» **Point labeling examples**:
========

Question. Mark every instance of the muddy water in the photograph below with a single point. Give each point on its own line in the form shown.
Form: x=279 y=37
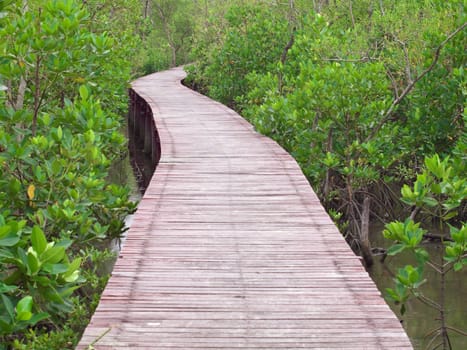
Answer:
x=419 y=320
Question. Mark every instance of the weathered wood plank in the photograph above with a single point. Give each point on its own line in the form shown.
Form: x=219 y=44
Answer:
x=231 y=249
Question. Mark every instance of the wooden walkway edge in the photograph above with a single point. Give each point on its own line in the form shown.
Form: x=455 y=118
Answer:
x=231 y=249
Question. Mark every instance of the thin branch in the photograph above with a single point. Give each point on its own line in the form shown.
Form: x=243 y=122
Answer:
x=408 y=71
x=409 y=87
x=393 y=83
x=457 y=330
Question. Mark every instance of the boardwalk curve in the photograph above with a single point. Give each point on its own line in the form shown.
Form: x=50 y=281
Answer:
x=231 y=249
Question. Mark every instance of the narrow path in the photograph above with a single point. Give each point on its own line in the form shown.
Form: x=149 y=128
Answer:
x=231 y=249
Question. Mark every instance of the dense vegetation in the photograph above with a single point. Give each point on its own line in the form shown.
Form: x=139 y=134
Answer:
x=367 y=95
x=63 y=93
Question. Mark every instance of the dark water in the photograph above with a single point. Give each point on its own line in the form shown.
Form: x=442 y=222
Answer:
x=419 y=320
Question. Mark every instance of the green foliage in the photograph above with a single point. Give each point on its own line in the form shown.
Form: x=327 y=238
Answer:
x=439 y=190
x=62 y=87
x=343 y=98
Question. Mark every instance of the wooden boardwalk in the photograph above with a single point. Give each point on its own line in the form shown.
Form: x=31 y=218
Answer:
x=231 y=249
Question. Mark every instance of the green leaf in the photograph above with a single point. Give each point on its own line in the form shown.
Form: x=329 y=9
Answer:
x=56 y=269
x=9 y=241
x=5 y=288
x=8 y=306
x=395 y=249
x=38 y=317
x=84 y=92
x=33 y=263
x=458 y=266
x=23 y=309
x=38 y=240
x=53 y=255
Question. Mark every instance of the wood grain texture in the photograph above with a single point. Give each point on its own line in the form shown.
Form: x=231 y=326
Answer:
x=231 y=249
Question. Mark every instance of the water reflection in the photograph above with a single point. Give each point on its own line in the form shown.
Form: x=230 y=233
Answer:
x=419 y=319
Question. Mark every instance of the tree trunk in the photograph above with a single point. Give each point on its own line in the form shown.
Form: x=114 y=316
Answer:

========

» **AIM**: Put each line of the rows above into a JSON list of strings, one string per line, skipping blank lines and leaving out the pictures.

» **ANSWER TO THE EXERCISE**:
[
  "Question. Mark every instance of the muddy water in the photograph below with a single point. Give each point on its own line in the form shown.",
  "Form: x=279 y=37",
  "Answer:",
  "x=419 y=320",
  "Question. Mark every instance of the weathered wood plank in the photograph above with a single point. Give each point on its own line in the form shown.",
  "Form: x=219 y=44",
  "Answer:",
  "x=231 y=249",
  "Question. Mark every instance of the wooden walkway edge in the photograph above with a single point. Give each point on its own line in the form shown.",
  "Form: x=455 y=118",
  "Answer:",
  "x=231 y=249",
  "Question. Mark every instance of the thin branch in the photograph above with a single point. Give each point on its own line in the form shown.",
  "Form: x=243 y=122",
  "Answer:",
  "x=408 y=71",
  "x=409 y=87",
  "x=393 y=83",
  "x=457 y=330",
  "Question. Mark every instance of the boardwalk curve in the photograph above with a single point. Give each point on its own line in the form shown.",
  "Form: x=50 y=281",
  "Answer:",
  "x=231 y=249",
  "Question. Mark every instance of the narrow path in the photograph above with a single point. Give each point on its own line in the form shown.",
  "Form: x=149 y=128",
  "Answer:",
  "x=231 y=249",
  "Question. Mark every instance of the dense vegetation in the photograph above with a single point. Give each point on its own line in the form shown.",
  "Form: x=139 y=134",
  "Answer:",
  "x=367 y=95",
  "x=63 y=93",
  "Question. Mark every instance of the dark water in the photograph above with a single point. Give each point on its own line in the form shown.",
  "Form: x=442 y=222",
  "Answer:",
  "x=419 y=320",
  "Question. Mark every instance of the green foliage in the photograph above with a single point. Give each point on its own line in the form shown.",
  "Form: x=327 y=238",
  "Answer:",
  "x=439 y=190",
  "x=62 y=87",
  "x=343 y=98",
  "Question. Mark every instance of the wooden boardwalk in the photograph above with a single point. Give each point on its own line in the form shown.",
  "Form: x=31 y=218",
  "Answer:",
  "x=231 y=249",
  "Question. Mark every instance of the green leaf in the photograph above with a single point. Give each point on its own line in the form shown.",
  "Form: x=329 y=9",
  "Answer:",
  "x=56 y=269",
  "x=9 y=241",
  "x=5 y=288",
  "x=8 y=306",
  "x=395 y=249",
  "x=38 y=317",
  "x=84 y=92",
  "x=33 y=263",
  "x=458 y=266",
  "x=23 y=309",
  "x=38 y=240",
  "x=53 y=255",
  "Question. Mark every instance of the wood grain texture in the photograph above with a single point. Give each point on its own line in the form shown.",
  "Form: x=231 y=326",
  "Answer:",
  "x=231 y=249",
  "Question. Mark every instance of the water reflection in the photograph above with a single point. Give each point on its own line in the form shown.",
  "Form: x=230 y=233",
  "Answer:",
  "x=419 y=319",
  "Question. Mark every instance of the tree trunk in the photograph above with a single point. Give each point on its own line in the form shown.",
  "Form: x=114 y=316",
  "Answer:"
]